Task requirements
a) Answer these from the Eddystone EC-1837/1 email:
(i) What frequency range does the receiver cover, and in how many bands?
(ii) What image rejection figure is given for 500kHz to 30MHz?
(iii) Which model offers LSB?
b) Write the next part of the Eddystone EC-1837/1 email, picking up after its final sentence.

Excerpt provided
━━━━

Fw: [Premium-Rx] Eddystone EC-1837/1
Michael O'Beirne
michaelob at tiscali.co.uk
Sat Feb 26 13:05:24 EST 2005
----- Original Message -----
From: "Michael O'Beirne" <michaelob at tiscali.co.uk>
To: "Ahmet Gundes" <ahmet-m at usa.com>
Sent: Saturday, February 26, 2005 6:04 PM
Subject: Re: [Premium-Rx] Eddystone EC-1837/1
> Dear Ahmet,
>
> I know all about the 1837. I have the manual for the very similar 1838,
but
> it's bulky and the circuit occupies 4 pages of A4.
>
> In essence it was originally designed as a maritime set. The era is late
> 1970s - early 1980s.
>
> The size is 19 in wide x 5.25 H x 13D ie standard rack.
>
> Freq Coverage: 100kHz to 31MHz in 9 bands.
>
> IFs: (1) 1340 - 1350kHz nominal to provide fine tune facilities on ranges
5
> to 9 (ie above 1600kHz)
> (2) 100kHz
> Selectivity: 8, 3, 2.4, 1.3 and 0.4kHz. The 2.4kHz SSB filter is
> assymetrical to MPT 1201 and CEPT specs.
>
> Image rejection: 50 to 70dB from 500kHz to 30MHz.
> IF rejection: 60dB from 1.6 to 2.9MHz, and 85dB above 2.9MHz.
>
> Scale - digital to 100Hz. Yellow LEDs. easy to read.
>
> Modes: AM, CW, USB. No LSB on the 1837/1, but there is LSB on the
1837/2.
> Selectivity with ceramic filters, though there may be a facility for
crystal
> filters for SSB (not sure).

━━━━

Data excerpt
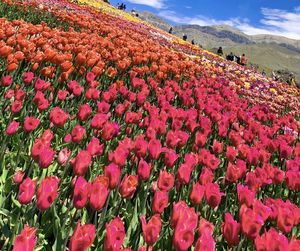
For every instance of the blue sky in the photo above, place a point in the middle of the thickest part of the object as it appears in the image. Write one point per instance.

━━━━

Expected outputs
a)
(i) 100kHz to 31MHz, in 9 bands.
(ii) 50 to 70dB.
(iii) The 1837/2.

b)
>
> FSK with an optional module. This is a relatively simple circuit, broadly
> similar to the ST5 design.
>
> It will work with the EP1061 panoramic display unit fed from the 100kHz IF
> output.
>
> It is basically a conventional double conversion circuit using an FET RF
amp
> and FET Mixer with three tuned circuits betwen aerial and mixer, (just
like
> a traditional AR88) but there is a frequency stabiliser on the two LOs.
[In
> the range 840 - 1600kHz it is single conversion only to 100kHz and there
is
> no frequency locking facility.]
>
> In essence the locking facility works as follows. The difference in LO
> frequencies is stored and compared every second, and then an adjustment is
> made to the 2nd LO to restore the overall tuned frequency. The problem is
> that if there is drift you are always a second behind, and the digital
> display is also a second behind. At the worse it can sound like heavy
> breathing in and out if you see what I mean. I tried one out and it drove
> me mad.
>
> Once locked, the drift is supposed to be not worse than 5Hz per day or 5Hz
> in any period of 15 mins for a 7C change, but on the one I tried it there
> was drift in between the 1 second locking points as described above. May
> have been a fault, perhaps why it was for sale!!!
>
> The 1837/1B has a fine tune facility of +/-5kHz.
>
> The Marconi Pacific is the 1837/15. The panel is grey with chrome handles
> whereas the Eddystone colours are a cream panel and square black handles
> angled slightly away from the panel.
>
> I would never class this receiver as a Premium Receiver. My advice is to
> give it a miss unless you collect Eddystone receivers and it's not too
> expensive. Nicely made inside though. I hope this helps.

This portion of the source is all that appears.